В начале 1964 года готовился визит Н.С.Хрущева в Египет. Леониду Митрофановичу было поручено подготовить проект главной речи. По его наметкам и рассуждениям я должен был подготовить текст. Написал, Леонид Митрофанович подработал, сказал "годится" и отослали заместителю министра С.Г.Лапину - человеку талантливому, но весьма острому в выражении своих настроений. Через пару дней он вызвал нас и сказал, что в целом материал подходит, но "можно было бы постараться и получше". Не успели мы начать новые старания, как пришло известие о том, что визит Н.С.Хрущева откладывается. Текст положили в сейф до лучших времен.

А через короткое время я в составе советской делегации отправился в Женеву на Всемирную конференцию по торговле и развитию. Дело было затяжное, но продуктивное, тогда в Женеве и была создана одна из новых, действительно нужных организаций - ЮНКТАД (Конференция ООН по торговле и развитию).
= = = =
* _Задание 1_: Какую организацию, согласно отрывку для чтения, создали тогда в Женеве?
= = = =
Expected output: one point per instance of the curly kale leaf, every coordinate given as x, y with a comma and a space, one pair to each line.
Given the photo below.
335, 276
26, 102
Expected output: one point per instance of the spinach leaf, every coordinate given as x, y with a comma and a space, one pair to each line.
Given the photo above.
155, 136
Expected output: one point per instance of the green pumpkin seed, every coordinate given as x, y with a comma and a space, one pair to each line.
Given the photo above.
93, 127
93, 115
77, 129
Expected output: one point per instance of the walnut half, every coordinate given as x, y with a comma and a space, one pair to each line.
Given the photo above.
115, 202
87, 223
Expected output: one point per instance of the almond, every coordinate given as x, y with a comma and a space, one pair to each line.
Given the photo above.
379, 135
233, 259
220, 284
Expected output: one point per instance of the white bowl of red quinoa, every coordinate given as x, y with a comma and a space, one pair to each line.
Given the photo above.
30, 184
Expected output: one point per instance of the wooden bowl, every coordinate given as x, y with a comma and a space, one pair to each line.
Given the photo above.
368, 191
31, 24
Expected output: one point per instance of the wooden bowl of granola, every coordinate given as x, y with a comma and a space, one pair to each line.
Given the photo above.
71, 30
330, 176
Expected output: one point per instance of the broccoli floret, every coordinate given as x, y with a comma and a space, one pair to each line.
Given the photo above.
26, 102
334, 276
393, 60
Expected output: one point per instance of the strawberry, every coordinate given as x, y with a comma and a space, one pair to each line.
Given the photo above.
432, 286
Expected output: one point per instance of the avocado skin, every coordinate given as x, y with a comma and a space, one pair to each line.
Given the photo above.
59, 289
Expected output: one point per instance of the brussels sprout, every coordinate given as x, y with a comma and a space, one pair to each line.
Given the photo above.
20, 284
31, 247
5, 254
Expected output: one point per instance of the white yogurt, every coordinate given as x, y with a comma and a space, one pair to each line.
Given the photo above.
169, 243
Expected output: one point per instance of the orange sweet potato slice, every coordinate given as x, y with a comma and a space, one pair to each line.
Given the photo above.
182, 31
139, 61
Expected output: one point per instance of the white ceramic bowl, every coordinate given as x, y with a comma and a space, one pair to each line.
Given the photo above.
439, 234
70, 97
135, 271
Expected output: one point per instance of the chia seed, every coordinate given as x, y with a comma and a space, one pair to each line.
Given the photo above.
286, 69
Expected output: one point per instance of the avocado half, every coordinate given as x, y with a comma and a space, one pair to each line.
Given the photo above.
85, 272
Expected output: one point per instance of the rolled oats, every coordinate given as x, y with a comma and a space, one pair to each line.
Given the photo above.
= = = =
* _Задание 2_: Выпишите без изменений строки материала для задания: начиная со строки, где есть «Expected output: one point per instance of the chia», и заканчивая последней из этих строк, обе включительно.

* _Результат 1_: ЮНКТАД — Конференцию ООН по торговле и развитию.

* _Результат 2_:
Expected output: one point per instance of the chia seed, every coordinate given as x, y with a comma and a space, one pair to each line.
Given the photo above.
286, 69
Expected output: one point per instance of the avocado half, every coordinate given as x, y with a comma and a space, one pair to each line.
Given the photo above.
85, 272
Expected output: one point per instance of the rolled oats, every coordinate given as x, y with a comma and a space, one pair to each line.
Given the photo above.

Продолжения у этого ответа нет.